- 提示本文:
━━━━━━━━
身近な自然と科学
  1. 病気の豆知識

心電図による不整脈(心室頻拍)

心室頻拍は、心房から心室に収縮命令を伝える伝達系のヒス束(心室に命令を伝える部分)より心室に近いところが興奮(電気が発生)して心室が異常に速く連続して収縮するものを言います。
その内、心室の収縮が3連発或いは6連発異常続き、100発以内或いは30秒以内に自然停止するものを非連続性心室頻拍、100発以上或いは30秒以上連続して続くものを持続性心室頻拍と言いいます

心室頻拍の心電図

QRSの波形が異様で、QS間が大きい。
非連続性は心室が収縮するときに出すQRSの前に心房が収縮した時に出すP波が認められます。
しかし、持続性ではP波が認められません。それだけ持続性は心室の収縮状態が異常になっていることをあらわしています。
また、心室の収縮1回ごとにそれを表すQRS波形が異なるものと、毎回同じものがあります。
下図は非連続性心室頻拍時の心電図の波形の例

下図は持続性心室頻拍時の心電図の波形の例
非連続性心室頻拍時の心電図

心室頻拍の症状

心房から血液が心室に入っていなくても心室が収縮するために血液がうまく全身に送り出せなくなります、そのために、動悸、胸内苦悶感、冷や汗、血圧の低下、めまい発作、失神発作などが起きます。

心室頻拍を引き起こす原因

心臓に疾患がある人に起きやすいですが、非連続性心室頻拍は心臓に疾患が無い人にも起きます。
━━━━━━━━
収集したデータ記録
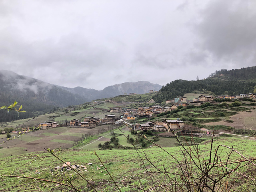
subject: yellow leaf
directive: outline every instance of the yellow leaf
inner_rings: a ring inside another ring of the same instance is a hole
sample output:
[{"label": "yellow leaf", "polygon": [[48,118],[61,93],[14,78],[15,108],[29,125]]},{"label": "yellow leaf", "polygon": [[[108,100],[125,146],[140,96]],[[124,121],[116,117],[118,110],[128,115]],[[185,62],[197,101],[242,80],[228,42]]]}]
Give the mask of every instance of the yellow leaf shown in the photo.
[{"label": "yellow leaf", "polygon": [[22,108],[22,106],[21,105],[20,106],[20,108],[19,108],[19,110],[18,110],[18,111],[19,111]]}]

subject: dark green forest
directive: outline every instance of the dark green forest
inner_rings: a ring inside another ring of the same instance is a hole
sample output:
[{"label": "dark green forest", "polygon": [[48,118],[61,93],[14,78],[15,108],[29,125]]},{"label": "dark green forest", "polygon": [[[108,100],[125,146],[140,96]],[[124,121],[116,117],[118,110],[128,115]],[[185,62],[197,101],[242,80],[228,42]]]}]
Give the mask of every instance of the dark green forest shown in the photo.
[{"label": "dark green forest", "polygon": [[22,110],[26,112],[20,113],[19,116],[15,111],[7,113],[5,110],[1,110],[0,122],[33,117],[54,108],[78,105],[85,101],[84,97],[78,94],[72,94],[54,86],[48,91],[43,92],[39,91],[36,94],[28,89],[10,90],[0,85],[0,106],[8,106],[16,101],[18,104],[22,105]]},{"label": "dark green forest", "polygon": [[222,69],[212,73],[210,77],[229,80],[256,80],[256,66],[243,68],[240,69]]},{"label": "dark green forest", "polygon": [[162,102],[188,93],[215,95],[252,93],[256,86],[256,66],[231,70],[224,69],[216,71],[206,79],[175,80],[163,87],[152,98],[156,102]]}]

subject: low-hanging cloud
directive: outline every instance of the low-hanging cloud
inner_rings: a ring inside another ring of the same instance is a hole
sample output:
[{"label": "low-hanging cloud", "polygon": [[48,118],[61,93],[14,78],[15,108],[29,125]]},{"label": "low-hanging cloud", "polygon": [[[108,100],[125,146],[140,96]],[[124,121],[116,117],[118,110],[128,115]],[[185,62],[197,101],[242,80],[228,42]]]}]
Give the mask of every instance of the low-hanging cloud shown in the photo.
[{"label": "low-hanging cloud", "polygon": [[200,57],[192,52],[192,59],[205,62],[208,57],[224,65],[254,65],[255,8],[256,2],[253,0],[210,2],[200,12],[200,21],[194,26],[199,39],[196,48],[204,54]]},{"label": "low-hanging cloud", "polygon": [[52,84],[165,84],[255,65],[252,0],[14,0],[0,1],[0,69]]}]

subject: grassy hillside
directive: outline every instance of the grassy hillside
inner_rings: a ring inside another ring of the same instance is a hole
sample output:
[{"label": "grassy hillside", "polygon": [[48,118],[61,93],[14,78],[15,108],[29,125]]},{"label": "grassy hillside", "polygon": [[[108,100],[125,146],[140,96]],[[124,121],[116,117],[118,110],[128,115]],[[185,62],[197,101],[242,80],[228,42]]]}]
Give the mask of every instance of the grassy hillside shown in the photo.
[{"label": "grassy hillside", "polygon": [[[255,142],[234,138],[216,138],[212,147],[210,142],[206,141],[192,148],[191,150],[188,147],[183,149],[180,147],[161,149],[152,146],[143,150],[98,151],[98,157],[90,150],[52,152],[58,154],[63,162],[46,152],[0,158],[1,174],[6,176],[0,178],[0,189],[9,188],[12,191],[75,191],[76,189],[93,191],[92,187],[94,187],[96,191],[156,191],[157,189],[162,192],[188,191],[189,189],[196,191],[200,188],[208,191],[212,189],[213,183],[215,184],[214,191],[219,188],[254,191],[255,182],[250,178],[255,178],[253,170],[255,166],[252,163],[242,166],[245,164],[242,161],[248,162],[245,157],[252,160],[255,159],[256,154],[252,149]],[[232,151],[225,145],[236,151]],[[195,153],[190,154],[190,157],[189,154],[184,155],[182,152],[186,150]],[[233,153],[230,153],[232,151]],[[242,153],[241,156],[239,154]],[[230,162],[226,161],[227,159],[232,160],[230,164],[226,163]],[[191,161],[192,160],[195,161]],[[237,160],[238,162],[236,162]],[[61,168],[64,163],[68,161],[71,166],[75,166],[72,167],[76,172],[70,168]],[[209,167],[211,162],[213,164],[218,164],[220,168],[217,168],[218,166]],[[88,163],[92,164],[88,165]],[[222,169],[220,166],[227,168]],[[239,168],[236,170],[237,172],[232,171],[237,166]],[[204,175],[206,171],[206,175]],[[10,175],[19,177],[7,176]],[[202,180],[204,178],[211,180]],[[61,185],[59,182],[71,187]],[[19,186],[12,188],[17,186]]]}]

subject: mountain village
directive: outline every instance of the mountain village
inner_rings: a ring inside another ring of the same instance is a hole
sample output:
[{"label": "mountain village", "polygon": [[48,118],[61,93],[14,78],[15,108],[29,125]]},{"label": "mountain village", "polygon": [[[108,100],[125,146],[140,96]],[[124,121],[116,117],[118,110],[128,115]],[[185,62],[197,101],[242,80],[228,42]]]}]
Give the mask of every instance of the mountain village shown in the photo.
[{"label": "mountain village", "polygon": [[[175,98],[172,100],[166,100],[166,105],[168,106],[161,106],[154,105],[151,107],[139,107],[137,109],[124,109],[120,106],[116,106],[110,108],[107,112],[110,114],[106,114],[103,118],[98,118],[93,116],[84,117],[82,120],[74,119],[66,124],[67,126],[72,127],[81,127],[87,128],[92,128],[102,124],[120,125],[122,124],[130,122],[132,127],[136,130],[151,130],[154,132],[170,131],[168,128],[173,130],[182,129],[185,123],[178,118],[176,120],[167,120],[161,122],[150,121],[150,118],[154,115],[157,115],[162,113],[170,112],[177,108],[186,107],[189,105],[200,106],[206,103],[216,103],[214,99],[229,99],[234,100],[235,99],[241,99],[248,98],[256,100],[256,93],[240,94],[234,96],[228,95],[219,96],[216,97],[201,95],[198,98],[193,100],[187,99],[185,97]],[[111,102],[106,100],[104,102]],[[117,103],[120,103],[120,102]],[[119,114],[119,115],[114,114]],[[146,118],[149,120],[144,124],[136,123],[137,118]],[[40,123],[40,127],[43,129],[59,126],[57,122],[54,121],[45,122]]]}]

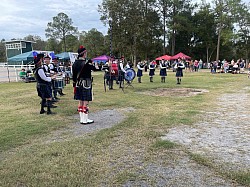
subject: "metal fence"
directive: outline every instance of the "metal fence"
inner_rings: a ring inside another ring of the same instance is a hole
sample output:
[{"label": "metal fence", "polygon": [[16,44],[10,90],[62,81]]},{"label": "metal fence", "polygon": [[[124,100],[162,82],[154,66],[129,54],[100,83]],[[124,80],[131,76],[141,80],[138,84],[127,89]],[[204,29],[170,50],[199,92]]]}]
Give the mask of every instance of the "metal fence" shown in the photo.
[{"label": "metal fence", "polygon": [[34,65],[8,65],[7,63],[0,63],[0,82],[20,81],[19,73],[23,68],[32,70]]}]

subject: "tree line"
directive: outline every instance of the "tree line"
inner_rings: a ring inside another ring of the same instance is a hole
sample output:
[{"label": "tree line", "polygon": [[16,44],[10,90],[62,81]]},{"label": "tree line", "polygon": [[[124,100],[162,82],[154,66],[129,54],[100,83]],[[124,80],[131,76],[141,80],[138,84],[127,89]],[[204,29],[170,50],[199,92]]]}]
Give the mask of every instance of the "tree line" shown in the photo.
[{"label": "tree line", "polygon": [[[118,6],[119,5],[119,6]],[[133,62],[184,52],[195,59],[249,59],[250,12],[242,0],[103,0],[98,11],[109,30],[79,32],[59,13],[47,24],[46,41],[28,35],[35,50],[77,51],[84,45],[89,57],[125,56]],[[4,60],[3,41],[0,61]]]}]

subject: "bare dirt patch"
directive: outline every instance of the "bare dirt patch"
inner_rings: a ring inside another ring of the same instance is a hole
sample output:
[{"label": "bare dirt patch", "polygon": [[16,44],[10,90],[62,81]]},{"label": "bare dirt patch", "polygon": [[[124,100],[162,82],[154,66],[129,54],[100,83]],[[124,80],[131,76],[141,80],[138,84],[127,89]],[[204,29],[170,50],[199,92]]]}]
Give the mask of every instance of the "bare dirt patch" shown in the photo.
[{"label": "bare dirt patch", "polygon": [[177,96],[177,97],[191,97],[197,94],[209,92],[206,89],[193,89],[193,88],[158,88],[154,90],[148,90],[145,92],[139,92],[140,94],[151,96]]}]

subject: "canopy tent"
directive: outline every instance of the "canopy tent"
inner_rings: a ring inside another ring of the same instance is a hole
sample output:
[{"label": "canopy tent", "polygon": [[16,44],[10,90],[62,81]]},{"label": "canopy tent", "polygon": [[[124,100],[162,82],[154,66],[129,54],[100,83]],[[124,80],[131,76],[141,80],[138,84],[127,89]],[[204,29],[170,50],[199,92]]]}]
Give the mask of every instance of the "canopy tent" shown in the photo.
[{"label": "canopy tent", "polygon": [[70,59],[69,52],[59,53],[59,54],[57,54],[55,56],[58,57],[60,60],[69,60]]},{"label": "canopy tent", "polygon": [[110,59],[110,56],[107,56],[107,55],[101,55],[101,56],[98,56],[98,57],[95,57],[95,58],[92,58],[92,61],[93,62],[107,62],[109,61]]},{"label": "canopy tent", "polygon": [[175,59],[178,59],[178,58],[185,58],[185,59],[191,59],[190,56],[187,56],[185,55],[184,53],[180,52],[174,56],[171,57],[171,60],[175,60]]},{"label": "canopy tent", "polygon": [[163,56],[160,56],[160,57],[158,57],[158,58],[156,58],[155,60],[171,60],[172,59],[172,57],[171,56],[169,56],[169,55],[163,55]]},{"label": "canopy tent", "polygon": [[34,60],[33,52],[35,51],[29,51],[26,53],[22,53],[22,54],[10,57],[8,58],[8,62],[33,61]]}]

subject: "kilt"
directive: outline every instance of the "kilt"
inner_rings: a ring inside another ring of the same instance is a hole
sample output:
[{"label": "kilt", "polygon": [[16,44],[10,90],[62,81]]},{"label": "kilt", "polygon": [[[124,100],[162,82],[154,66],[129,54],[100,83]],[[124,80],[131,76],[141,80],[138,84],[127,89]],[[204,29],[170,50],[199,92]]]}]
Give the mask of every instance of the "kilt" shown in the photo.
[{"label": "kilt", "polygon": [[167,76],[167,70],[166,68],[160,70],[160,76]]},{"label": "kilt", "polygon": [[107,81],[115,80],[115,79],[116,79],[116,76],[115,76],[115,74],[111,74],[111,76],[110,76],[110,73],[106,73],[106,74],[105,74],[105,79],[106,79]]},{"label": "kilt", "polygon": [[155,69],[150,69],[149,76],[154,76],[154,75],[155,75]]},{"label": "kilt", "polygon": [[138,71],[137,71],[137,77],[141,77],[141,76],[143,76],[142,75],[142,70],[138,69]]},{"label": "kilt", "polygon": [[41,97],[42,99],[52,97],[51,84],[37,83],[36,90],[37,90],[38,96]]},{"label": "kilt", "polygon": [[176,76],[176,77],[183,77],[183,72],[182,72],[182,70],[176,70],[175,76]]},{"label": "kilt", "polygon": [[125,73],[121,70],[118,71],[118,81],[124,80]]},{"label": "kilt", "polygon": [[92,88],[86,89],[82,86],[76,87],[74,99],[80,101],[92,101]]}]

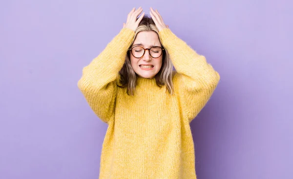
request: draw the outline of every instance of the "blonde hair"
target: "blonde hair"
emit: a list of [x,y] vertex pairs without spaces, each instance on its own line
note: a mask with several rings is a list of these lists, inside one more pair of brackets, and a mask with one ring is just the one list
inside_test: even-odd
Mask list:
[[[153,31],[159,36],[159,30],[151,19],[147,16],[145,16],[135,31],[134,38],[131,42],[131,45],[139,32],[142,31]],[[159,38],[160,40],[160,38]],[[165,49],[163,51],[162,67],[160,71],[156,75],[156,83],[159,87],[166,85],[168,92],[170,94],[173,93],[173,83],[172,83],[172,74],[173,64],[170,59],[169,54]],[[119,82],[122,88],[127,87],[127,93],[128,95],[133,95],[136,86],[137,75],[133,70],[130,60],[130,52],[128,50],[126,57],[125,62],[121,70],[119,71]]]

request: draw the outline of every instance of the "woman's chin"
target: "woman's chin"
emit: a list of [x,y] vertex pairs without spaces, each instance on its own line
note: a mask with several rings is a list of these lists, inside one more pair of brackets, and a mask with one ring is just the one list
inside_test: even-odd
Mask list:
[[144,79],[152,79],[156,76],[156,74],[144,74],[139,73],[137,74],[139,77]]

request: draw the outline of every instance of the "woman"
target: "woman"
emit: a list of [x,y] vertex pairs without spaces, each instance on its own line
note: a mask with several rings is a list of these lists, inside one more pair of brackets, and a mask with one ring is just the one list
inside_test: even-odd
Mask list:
━━━━━━━━
- 資料についての設問:
a. 心室頻拍の文章では、100発以上あるいは30秒以上連続して続く心室頻拍を何と呼んでいますか？
b. 心室頻拍の文章のうち、「下図は非連続性心室頻拍時の心電図の波形の例」を含む語句で始まり「作、失神発作などが起きます。」で終わる部分を、一字一句変えずに出力してください。
c. 心室頻拍の文章の内容を2文で要約してください。
これらの記録は本文の内容とは関係がありません。

- 番号付き解答:
a. 持続性心室頻拍

b.
下図は非連続性心室頻拍時の心電図の波形の例

下図は持続性心室頻拍時の心電図の波形の例
非連続性心室頻拍時の心電図

心室頻拍の症状

心房から血液が心室に入っていなくても心室が収縮するために血液がうまく全身に送り出せなくなります、そのために、動悸、胸内苦悶感、冷や汗、血圧の低下、めまい発作、失神発作などが起きます。

c. 心室頻拍は、ヒス束より心室に近いところが興奮して心室が異常に速く連続して収縮するもので、血液がうまく全身に送り出せなくなるため、動悸、胸内苦悶感、冷や汗、血圧の低下、めまい発作、失神発作などが起きます。心臓に疾患がある人に起きやすいものの、非連続性心室頻拍は心臓に疾患が無い人にも起きます。